• Fragmento del texto:

A estas alturas, ya sabemos todo sobre lo accesorio de la gala de los Goya 2017. Se nos ha relatado, traje a traje, escote a escote, qué y quien estaba detrás de cada vestido de ellas. Ellos, ya lo saben, son pura sobriedad y firme clasicismo. Paradojas de un tiempo en el que se denuncia el machismo y la escasa valoración de la mujer y al mismo tiempo se perpetúa el imaginario masculino siempre presto a ser abducido por ese oscuro objeto de deseo encarnado por Evas envueltas en seda y celofán que tapan destapando sus atributos de seducción.

Esas reivindicaciones están en la misma sintonía que las incoherencias de un sistema que denuncia la precariedad laboral de la inmensa mayoría de los profesionales del cine español y lo hace vestido de etiqueta, con mucho glamur y bajo el mandarinato de una estructura jerárquica amiga de oropeles y dorados.

No lo olviden, son los mismos que aplauden coplas sobre el desahucio y venden el alma a las multinacionales de la televisión privada decidida a arrastrar todo a golpe de reality shit, y a fuerza de debate sin más objetivo que debatir. O sea, hablar por no estar callado.

No se quiere decir que sean todos iguales, sino que entre todos conforman este juego perverso.

Pero no asumir eso es no aceptar la condición humana, esa frágil plataforma en la que todo es cuestión de contradicción y (des)equilibrio. Y los Goya se han convertido en un modelo de lo que somos, un referente al que hay que extraerle sus lecciones y sus jugos.

• Extracto de datos:
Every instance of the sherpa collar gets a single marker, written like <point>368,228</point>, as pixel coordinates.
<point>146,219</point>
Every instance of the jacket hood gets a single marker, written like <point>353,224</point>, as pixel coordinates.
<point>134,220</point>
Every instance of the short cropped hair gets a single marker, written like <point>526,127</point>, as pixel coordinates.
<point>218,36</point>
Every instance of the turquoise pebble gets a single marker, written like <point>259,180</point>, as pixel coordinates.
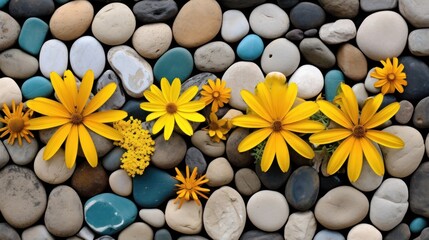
<point>153,187</point>
<point>175,63</point>
<point>108,213</point>
<point>36,87</point>
<point>332,81</point>
<point>250,47</point>
<point>32,35</point>
<point>417,225</point>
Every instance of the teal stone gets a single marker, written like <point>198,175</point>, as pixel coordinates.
<point>250,47</point>
<point>32,35</point>
<point>37,87</point>
<point>175,63</point>
<point>108,213</point>
<point>332,81</point>
<point>153,188</point>
<point>417,225</point>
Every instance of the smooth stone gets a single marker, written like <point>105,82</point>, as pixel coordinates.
<point>53,171</point>
<point>352,62</point>
<point>10,30</point>
<point>154,217</point>
<point>135,72</point>
<point>341,207</point>
<point>306,15</point>
<point>152,11</point>
<point>374,35</point>
<point>280,55</point>
<point>337,32</point>
<point>403,162</point>
<point>309,80</point>
<point>153,187</point>
<point>301,225</point>
<point>23,199</point>
<point>89,181</point>
<point>224,215</point>
<point>317,53</point>
<point>219,172</point>
<point>175,63</point>
<point>389,204</point>
<point>268,210</point>
<point>136,231</point>
<point>269,21</point>
<point>113,24</point>
<point>152,40</point>
<point>108,213</point>
<point>197,23</point>
<point>15,63</point>
<point>71,20</point>
<point>302,188</point>
<point>234,26</point>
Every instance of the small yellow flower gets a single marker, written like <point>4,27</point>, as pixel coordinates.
<point>16,123</point>
<point>390,76</point>
<point>216,93</point>
<point>357,133</point>
<point>190,186</point>
<point>170,107</point>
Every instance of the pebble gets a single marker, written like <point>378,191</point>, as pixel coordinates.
<point>154,217</point>
<point>175,63</point>
<point>224,215</point>
<point>337,32</point>
<point>153,11</point>
<point>234,26</point>
<point>23,199</point>
<point>71,20</point>
<point>15,63</point>
<point>197,23</point>
<point>352,62</point>
<point>341,207</point>
<point>135,72</point>
<point>187,219</point>
<point>317,53</point>
<point>269,21</point>
<point>108,213</point>
<point>389,204</point>
<point>152,40</point>
<point>113,24</point>
<point>268,210</point>
<point>403,162</point>
<point>301,225</point>
<point>309,80</point>
<point>374,35</point>
<point>306,15</point>
<point>280,55</point>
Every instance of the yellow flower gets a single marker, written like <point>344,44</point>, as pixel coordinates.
<point>74,114</point>
<point>216,93</point>
<point>357,133</point>
<point>170,107</point>
<point>190,186</point>
<point>138,143</point>
<point>390,76</point>
<point>16,123</point>
<point>273,114</point>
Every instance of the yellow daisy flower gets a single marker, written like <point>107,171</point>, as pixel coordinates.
<point>170,107</point>
<point>190,186</point>
<point>272,113</point>
<point>16,123</point>
<point>74,114</point>
<point>357,133</point>
<point>216,93</point>
<point>390,76</point>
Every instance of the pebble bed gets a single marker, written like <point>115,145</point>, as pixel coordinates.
<point>316,44</point>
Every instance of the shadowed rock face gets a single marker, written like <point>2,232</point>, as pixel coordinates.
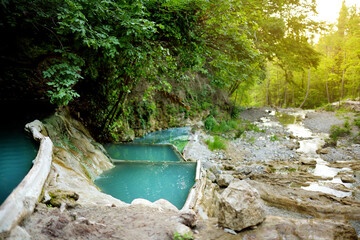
<point>77,161</point>
<point>283,228</point>
<point>240,206</point>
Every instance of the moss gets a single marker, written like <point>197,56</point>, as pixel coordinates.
<point>217,143</point>
<point>60,196</point>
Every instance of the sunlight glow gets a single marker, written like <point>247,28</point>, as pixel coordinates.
<point>329,9</point>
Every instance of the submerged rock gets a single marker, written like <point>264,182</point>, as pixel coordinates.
<point>289,228</point>
<point>240,206</point>
<point>188,217</point>
<point>224,180</point>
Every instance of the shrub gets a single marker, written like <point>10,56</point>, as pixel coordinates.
<point>179,236</point>
<point>210,123</point>
<point>336,131</point>
<point>217,143</point>
<point>357,122</point>
<point>274,138</point>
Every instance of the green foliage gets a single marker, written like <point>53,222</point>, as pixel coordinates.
<point>186,236</point>
<point>336,131</point>
<point>210,123</point>
<point>274,138</point>
<point>63,74</point>
<point>120,55</point>
<point>236,110</point>
<point>357,122</point>
<point>217,143</point>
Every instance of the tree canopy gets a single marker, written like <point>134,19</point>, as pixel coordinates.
<point>110,59</point>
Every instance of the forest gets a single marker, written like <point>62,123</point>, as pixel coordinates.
<point>333,77</point>
<point>123,65</point>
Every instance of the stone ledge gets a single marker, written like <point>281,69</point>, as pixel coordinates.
<point>21,202</point>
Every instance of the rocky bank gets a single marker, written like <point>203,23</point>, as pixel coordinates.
<point>278,183</point>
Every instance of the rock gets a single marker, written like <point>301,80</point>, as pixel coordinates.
<point>141,201</point>
<point>228,230</point>
<point>188,217</point>
<point>228,167</point>
<point>165,204</point>
<point>211,176</point>
<point>323,151</point>
<point>308,161</point>
<point>224,180</point>
<point>240,206</point>
<point>347,179</point>
<point>18,233</point>
<point>289,228</point>
<point>60,198</point>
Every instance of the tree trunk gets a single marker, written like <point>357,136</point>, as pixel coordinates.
<point>342,85</point>
<point>285,100</point>
<point>327,89</point>
<point>277,79</point>
<point>293,94</point>
<point>307,89</point>
<point>343,79</point>
<point>267,91</point>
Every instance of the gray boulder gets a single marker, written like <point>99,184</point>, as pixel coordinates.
<point>240,206</point>
<point>224,180</point>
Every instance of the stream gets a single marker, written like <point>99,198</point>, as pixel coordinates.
<point>310,143</point>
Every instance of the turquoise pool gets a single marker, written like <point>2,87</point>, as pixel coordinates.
<point>152,181</point>
<point>17,151</point>
<point>150,171</point>
<point>142,152</point>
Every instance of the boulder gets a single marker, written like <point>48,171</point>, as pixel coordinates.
<point>188,217</point>
<point>291,228</point>
<point>347,179</point>
<point>224,180</point>
<point>240,206</point>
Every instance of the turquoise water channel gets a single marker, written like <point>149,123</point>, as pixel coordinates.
<point>17,151</point>
<point>142,152</point>
<point>150,171</point>
<point>149,180</point>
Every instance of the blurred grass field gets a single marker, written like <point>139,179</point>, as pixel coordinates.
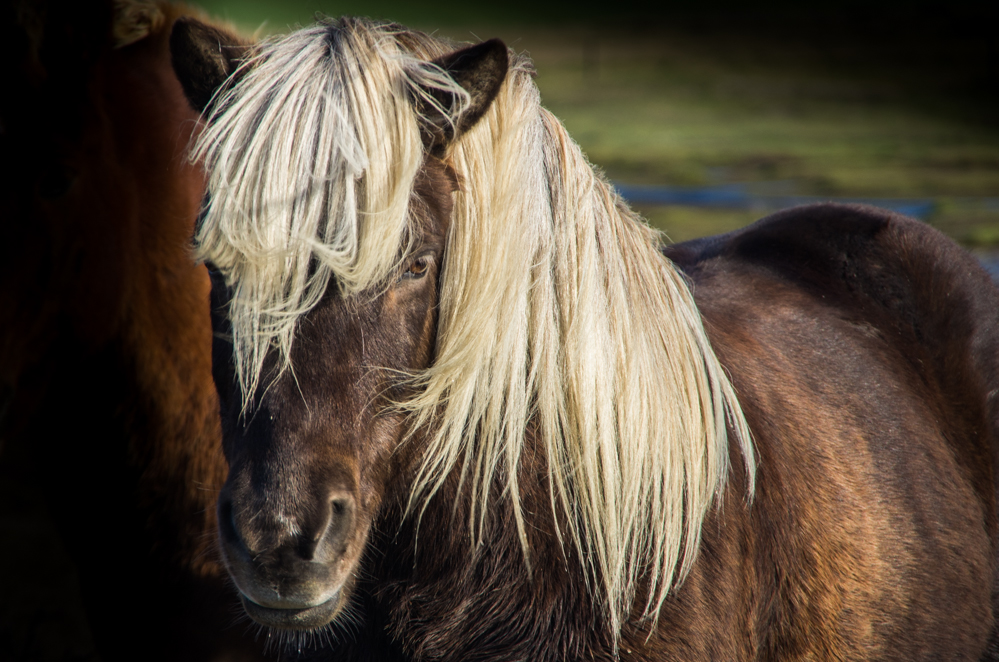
<point>696,103</point>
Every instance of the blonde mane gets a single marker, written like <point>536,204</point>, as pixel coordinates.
<point>559,316</point>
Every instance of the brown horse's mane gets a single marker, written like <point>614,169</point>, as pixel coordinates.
<point>617,380</point>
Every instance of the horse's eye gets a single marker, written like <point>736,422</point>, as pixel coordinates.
<point>418,268</point>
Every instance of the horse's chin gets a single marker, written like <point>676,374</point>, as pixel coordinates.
<point>308,618</point>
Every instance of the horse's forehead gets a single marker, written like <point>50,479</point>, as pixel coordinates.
<point>435,185</point>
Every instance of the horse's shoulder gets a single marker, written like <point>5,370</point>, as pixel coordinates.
<point>870,260</point>
<point>901,288</point>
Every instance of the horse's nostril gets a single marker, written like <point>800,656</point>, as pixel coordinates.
<point>227,524</point>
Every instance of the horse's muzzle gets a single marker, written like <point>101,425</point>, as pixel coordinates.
<point>294,619</point>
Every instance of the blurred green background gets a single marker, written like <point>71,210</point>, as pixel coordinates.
<point>875,100</point>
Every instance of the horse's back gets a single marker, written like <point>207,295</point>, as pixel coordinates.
<point>864,347</point>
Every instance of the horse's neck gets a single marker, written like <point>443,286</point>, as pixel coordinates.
<point>425,576</point>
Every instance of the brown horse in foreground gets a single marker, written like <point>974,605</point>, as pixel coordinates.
<point>110,416</point>
<point>472,413</point>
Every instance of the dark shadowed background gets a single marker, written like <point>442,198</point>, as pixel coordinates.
<point>711,114</point>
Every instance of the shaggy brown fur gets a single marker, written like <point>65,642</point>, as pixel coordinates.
<point>111,416</point>
<point>864,348</point>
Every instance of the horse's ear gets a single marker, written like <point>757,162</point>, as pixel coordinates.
<point>203,58</point>
<point>480,70</point>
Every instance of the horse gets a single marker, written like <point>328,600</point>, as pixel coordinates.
<point>474,409</point>
<point>110,426</point>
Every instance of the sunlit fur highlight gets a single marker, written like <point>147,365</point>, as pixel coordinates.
<point>559,317</point>
<point>310,160</point>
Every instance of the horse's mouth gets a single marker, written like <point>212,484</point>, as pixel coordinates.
<point>308,618</point>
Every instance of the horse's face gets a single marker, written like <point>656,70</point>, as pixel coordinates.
<point>313,460</point>
<point>310,466</point>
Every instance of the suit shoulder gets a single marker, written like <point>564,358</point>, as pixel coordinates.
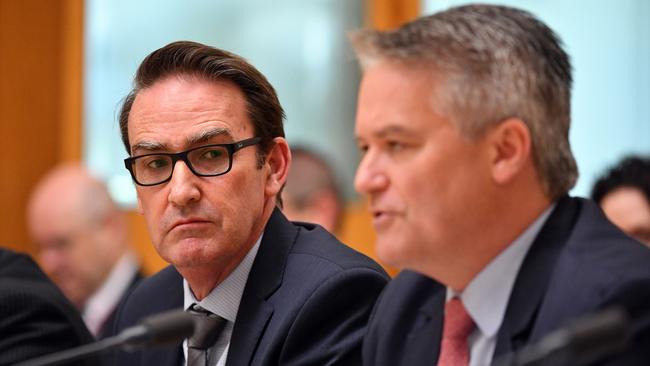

• Instrucciones:
1. Reproduzca de forma literal el pasaje del texto sobre la gala de los Goya 2017 que va desde "Esas reivindicaciones están" hasta "no estar callado.", ambos incluidos.
2. En el texto sobre la gala de los Goya 2017, ¿con qué palabras se caracteriza la vestimenta de los hombres?

• Soluciones por tarea:
1.
Esas reivindicaciones están en la misma sintonía que las incoherencias de un sistema que denuncia la precariedad laboral de la inmensa mayoría de los profesionales del cine español y lo hace vestido de etiqueta, con mucho glamur y bajo el mandarinato de una estructura jerárquica amiga de oropeles y dorados.

No lo olviden, son los mismos que aplauden coplas sobre el desahucio y venden el alma a las multinacionales de la televisión privada decidida a arrastrar todo a golpe de reality shit, y a fuerza de debate sin más objetivo que debatir. O sea, hablar por no estar callado.

2. Como pura sobriedad y firme clasicismo.